───── SUPPLIED MATERIAL

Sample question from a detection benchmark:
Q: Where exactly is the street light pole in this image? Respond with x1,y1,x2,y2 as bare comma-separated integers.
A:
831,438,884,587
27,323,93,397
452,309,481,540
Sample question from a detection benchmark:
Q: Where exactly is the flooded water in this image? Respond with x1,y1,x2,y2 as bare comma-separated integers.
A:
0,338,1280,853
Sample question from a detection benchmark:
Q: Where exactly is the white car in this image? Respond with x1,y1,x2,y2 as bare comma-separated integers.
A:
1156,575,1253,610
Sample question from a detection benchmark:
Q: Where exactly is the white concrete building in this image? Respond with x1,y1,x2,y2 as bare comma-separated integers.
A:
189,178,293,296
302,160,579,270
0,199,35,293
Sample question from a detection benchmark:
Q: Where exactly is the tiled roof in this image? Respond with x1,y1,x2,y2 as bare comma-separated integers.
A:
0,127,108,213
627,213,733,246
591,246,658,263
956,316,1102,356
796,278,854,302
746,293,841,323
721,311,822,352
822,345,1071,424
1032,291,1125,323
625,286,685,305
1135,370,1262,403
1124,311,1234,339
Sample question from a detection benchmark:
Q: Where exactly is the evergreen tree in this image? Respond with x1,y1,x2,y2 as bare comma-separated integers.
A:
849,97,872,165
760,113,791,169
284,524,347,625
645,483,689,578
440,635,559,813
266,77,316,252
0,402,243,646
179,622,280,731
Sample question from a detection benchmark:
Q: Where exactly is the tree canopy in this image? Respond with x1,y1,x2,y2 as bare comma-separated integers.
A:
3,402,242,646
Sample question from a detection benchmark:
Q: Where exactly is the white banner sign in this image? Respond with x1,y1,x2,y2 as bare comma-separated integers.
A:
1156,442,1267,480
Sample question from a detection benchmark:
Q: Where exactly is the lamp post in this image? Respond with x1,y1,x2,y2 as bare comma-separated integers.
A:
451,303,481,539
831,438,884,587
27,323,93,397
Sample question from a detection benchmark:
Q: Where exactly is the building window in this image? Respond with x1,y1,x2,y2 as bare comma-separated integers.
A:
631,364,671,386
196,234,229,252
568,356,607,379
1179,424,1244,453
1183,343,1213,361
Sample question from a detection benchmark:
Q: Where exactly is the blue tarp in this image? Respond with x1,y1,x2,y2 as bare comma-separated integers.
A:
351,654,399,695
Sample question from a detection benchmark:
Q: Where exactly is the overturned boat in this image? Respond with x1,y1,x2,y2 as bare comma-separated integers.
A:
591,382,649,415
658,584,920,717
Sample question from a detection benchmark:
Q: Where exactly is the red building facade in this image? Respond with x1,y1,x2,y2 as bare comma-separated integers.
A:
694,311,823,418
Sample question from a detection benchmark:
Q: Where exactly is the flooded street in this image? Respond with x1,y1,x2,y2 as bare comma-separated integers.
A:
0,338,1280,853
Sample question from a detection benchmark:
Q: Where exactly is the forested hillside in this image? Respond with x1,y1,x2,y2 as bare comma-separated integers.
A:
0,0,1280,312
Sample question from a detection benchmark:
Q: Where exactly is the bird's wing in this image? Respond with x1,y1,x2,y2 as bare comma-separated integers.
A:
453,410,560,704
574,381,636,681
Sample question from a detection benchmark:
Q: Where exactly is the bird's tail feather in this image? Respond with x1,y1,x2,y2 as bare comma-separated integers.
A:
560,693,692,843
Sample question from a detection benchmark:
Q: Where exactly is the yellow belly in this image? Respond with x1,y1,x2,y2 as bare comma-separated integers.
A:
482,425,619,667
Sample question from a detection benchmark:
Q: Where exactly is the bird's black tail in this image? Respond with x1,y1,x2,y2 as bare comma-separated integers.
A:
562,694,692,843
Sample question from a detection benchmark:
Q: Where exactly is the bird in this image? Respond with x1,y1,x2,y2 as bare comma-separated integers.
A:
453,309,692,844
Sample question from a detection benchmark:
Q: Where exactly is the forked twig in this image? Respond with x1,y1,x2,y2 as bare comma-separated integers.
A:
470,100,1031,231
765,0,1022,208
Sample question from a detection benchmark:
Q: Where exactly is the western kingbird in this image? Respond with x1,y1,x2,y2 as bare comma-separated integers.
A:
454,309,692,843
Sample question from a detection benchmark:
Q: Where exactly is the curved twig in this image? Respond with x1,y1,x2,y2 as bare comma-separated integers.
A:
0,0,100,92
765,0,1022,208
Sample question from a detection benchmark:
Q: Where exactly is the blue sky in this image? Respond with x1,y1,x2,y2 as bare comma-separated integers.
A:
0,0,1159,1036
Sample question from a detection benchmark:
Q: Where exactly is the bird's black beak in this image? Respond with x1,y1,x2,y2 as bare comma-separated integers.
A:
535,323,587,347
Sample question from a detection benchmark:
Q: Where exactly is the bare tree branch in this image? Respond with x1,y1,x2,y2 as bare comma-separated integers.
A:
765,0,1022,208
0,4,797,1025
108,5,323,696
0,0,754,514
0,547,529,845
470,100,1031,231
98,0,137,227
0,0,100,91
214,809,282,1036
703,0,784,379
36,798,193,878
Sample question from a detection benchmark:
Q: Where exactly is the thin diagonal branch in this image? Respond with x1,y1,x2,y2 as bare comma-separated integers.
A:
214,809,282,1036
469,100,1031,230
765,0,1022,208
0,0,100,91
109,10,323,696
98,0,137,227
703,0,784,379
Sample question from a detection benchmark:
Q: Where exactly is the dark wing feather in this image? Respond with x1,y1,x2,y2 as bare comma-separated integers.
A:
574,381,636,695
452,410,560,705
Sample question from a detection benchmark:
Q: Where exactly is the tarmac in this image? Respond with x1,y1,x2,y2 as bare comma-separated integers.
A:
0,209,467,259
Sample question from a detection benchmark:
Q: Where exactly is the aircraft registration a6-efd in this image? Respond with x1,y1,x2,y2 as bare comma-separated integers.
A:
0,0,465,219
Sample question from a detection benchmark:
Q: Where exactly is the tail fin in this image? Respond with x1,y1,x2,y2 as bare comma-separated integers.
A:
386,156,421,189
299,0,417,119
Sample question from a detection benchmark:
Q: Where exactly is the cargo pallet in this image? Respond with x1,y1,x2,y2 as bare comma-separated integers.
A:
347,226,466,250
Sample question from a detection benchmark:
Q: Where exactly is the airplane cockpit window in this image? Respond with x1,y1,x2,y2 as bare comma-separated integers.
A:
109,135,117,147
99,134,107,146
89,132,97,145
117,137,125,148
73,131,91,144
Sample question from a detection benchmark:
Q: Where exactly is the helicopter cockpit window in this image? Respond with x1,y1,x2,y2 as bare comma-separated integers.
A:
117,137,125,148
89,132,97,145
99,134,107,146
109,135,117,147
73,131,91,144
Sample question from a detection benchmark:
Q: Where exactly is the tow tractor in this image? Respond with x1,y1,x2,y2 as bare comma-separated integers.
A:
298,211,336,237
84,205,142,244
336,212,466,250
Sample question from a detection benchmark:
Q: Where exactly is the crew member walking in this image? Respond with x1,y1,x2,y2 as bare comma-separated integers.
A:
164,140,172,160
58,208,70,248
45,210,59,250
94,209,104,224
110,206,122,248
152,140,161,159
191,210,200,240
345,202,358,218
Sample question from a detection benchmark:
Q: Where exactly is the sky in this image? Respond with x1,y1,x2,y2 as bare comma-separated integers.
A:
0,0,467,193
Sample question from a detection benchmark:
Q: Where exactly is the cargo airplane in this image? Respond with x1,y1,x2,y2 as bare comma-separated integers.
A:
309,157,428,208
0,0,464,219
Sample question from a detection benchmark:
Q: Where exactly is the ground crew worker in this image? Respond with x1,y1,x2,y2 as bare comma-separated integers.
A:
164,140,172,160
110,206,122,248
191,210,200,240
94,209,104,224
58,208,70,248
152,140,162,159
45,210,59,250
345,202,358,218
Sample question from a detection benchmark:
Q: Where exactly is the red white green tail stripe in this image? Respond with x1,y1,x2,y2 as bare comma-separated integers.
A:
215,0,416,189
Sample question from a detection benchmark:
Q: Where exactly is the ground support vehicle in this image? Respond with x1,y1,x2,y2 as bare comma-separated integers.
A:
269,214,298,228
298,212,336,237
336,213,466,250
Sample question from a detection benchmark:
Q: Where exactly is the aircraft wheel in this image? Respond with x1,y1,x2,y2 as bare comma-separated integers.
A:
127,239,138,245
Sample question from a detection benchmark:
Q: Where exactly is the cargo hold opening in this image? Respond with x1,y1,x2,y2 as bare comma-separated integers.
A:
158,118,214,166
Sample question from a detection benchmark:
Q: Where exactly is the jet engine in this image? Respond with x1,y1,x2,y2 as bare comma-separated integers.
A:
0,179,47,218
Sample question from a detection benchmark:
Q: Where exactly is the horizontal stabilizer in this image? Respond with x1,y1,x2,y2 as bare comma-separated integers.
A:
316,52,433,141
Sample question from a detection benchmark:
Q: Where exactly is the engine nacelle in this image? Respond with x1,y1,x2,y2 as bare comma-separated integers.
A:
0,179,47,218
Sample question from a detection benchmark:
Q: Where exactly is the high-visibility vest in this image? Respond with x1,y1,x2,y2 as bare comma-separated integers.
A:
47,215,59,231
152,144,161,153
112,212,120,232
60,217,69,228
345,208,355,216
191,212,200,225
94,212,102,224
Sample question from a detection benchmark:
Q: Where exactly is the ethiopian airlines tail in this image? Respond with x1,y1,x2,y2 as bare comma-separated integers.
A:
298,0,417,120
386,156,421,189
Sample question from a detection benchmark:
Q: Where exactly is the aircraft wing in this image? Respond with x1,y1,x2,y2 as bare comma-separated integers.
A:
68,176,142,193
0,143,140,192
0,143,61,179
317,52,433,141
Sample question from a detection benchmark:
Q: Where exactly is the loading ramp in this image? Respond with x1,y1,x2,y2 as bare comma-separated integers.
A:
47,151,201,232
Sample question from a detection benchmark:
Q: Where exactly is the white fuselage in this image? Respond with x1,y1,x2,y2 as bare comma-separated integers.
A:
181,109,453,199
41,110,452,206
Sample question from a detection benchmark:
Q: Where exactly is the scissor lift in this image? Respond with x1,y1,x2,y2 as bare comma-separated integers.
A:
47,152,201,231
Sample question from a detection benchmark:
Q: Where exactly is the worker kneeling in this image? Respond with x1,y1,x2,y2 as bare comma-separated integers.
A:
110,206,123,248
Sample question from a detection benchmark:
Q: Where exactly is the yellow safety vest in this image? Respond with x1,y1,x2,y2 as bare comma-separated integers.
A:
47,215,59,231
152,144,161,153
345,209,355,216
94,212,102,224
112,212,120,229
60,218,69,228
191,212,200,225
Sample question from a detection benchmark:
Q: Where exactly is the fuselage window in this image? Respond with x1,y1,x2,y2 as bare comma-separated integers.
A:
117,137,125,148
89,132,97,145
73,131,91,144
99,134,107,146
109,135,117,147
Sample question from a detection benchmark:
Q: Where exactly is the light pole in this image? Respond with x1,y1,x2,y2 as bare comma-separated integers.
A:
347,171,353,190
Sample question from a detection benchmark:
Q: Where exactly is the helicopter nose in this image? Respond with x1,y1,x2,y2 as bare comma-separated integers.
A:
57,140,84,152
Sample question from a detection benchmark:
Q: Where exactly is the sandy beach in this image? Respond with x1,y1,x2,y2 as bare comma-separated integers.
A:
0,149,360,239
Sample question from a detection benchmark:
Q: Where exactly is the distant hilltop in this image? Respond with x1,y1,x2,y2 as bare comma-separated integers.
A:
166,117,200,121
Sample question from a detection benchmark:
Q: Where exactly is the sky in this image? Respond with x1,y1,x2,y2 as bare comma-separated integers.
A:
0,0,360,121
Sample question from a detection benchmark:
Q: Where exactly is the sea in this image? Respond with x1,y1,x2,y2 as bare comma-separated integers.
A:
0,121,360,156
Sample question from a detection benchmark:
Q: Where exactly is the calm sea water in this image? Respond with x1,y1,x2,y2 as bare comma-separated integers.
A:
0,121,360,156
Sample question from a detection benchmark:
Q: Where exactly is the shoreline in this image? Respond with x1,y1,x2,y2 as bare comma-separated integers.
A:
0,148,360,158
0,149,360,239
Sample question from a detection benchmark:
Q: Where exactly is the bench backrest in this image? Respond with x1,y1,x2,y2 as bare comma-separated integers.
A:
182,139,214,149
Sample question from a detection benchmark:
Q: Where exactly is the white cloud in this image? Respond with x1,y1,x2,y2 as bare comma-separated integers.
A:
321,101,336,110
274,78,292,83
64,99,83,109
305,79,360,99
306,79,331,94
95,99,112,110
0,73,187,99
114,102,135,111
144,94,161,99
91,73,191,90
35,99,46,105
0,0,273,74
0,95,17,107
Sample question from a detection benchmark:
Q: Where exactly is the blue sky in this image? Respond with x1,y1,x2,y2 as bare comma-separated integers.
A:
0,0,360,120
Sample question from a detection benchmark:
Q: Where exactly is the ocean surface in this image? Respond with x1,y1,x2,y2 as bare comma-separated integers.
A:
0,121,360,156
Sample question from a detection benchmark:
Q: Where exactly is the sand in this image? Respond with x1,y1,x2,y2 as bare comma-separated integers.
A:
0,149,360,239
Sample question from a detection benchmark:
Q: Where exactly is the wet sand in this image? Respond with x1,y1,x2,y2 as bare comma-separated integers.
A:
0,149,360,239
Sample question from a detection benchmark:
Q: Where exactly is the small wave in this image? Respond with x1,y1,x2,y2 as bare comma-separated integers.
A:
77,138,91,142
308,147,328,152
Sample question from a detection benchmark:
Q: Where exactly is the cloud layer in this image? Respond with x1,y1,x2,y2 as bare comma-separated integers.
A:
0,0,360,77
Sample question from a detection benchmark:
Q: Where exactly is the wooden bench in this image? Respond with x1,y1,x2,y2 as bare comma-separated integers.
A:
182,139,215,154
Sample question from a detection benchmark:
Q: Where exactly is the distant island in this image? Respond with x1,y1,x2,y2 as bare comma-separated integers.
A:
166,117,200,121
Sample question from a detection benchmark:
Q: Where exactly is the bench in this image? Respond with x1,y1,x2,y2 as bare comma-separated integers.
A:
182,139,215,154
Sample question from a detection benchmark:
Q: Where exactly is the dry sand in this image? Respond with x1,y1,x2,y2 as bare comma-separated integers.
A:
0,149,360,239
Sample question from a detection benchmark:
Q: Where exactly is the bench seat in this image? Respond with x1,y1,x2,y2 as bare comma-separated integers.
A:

──────────

WHAT THE TASK REQUIRES: Please list every line of the data above that contains the string "pole", treating uppercase and lowercase as different.

OUTPUT OF THE EXERCISE:
Q: Where exactly is the street light pole in this image? Respond with x1,y1,x2,y2 as bare comma-separated integers.
Q: Where exactly is the light pole in this image? Respond with x1,y1,x2,y2 as bare comma-separated integers.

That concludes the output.